## Begin Provided records
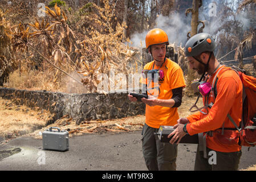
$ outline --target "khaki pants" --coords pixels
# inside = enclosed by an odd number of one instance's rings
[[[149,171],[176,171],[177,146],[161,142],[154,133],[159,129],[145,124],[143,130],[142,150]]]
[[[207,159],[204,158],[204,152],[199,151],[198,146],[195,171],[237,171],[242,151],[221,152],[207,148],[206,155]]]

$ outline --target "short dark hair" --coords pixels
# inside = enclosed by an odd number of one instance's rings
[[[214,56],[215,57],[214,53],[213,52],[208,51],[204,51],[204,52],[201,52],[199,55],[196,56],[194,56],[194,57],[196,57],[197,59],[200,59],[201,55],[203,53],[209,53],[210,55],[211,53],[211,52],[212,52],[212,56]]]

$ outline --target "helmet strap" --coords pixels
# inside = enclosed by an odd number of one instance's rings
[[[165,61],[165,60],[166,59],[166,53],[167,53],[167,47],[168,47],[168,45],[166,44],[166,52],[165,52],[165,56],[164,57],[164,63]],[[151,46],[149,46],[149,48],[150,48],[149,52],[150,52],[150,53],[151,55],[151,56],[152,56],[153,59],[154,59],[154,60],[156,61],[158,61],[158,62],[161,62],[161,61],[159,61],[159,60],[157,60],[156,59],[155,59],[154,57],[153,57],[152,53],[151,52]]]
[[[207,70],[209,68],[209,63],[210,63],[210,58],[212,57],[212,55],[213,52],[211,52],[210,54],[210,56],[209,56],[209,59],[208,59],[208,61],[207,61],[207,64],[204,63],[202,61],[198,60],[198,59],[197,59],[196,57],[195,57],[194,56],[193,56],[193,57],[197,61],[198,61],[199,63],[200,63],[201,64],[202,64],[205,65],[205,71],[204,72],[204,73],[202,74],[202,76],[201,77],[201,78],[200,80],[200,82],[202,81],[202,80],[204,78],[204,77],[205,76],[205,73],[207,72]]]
## End Provided records
## Begin Provided records
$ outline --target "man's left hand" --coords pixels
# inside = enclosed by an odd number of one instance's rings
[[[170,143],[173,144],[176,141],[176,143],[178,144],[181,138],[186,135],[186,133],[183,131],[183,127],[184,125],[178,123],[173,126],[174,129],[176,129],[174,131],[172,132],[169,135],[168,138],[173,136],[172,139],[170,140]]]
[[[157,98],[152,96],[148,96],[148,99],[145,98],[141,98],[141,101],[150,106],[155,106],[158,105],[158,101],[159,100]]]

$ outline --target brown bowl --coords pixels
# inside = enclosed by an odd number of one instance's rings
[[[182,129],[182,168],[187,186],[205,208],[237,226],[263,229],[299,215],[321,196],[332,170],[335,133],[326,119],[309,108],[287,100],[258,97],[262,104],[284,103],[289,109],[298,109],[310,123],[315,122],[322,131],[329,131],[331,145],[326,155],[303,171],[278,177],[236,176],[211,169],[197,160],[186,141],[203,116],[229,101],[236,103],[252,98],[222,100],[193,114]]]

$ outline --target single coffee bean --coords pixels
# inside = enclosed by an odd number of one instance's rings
## End Provided records
## The task
Extract from the material above each line containing the string "target", and reproduce those lines unchanged.

## Response to the exercise
$ outline --target "khaki pants" --coords pixels
$ outline --target "short dark hair" --coords pixels
$ outline --target "helmet strap" --coords pixels
$ outline --target "man's left hand" --coords pixels
$ outline --target brown bowl --coords pixels
$ outline --target single coffee bean --coords pixels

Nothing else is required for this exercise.